Start of Records for the exercise

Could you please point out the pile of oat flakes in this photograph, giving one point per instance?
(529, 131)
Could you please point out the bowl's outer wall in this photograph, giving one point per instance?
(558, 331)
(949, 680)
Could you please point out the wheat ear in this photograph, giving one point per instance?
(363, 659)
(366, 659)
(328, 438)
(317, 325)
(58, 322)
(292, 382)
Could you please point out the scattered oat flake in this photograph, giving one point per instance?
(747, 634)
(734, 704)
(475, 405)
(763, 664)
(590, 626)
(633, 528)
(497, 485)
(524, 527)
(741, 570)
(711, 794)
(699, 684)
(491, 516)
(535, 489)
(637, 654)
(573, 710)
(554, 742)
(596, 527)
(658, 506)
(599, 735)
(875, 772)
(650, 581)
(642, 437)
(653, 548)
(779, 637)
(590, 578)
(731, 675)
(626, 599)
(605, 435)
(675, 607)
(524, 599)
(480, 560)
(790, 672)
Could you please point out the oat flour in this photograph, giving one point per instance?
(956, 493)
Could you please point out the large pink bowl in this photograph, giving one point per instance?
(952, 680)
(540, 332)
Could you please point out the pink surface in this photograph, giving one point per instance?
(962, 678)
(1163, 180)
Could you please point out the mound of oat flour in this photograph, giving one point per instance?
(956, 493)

End of Records for the exercise
Start of Records for the exercise

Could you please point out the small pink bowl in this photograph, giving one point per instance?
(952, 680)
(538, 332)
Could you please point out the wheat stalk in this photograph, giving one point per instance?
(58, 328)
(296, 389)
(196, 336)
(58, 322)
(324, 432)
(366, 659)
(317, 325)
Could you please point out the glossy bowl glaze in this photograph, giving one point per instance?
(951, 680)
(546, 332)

End of Records for the exercise

Task description →
Display every line of the material above that contains the word "pink", copying each such line in full.

Final result →
Could you please point out the large pink bowl in this photograph, giving one point per instance?
Could you please point out the pink surface in this photograph, giving one point per instance?
Could you please point out the small pink bowl in this photograph, giving one point per instance?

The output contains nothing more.